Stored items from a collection
■ ■ ■ ■ ■
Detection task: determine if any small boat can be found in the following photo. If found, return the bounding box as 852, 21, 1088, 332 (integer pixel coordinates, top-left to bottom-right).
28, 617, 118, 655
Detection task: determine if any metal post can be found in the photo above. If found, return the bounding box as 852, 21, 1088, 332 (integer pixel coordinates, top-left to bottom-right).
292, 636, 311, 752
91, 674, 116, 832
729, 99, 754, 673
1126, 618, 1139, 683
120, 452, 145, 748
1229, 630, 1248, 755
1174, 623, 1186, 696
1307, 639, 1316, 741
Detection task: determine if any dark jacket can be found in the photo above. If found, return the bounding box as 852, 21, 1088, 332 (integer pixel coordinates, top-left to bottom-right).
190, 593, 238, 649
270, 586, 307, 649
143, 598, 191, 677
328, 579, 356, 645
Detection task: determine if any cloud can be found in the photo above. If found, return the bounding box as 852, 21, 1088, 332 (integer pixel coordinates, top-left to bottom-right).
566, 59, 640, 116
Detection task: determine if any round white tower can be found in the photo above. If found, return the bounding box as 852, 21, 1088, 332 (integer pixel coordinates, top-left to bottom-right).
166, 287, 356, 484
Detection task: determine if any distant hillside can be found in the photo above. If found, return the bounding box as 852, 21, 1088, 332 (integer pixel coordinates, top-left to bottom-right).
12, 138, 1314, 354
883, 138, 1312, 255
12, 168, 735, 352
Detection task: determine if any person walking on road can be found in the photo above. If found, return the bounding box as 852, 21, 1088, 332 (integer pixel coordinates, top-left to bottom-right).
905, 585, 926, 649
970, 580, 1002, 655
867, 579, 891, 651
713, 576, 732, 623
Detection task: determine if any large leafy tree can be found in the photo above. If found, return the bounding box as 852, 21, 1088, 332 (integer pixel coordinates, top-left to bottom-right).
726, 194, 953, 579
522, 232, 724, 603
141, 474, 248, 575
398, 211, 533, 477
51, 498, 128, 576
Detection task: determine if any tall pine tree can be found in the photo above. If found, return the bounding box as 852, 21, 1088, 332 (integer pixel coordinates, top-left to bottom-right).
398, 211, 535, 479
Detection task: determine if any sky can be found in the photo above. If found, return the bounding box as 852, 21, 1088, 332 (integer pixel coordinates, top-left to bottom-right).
■ ■ ■ ■ ■
• _What is required_:
Rewrite the lines starting at the one containing "Detection task: determine if any round" and ending at the one containing "166, 287, 356, 484" as a JSON list of strings, one string per line, leaving out blank lines.

• _Result of this task_:
[
  "Detection task: determine if any round white tower can be found in the photo above. If found, return the bounding box as 852, 21, 1088, 332 (integer pixel coordinates, top-left to bottom-right).",
  "166, 287, 356, 484"
]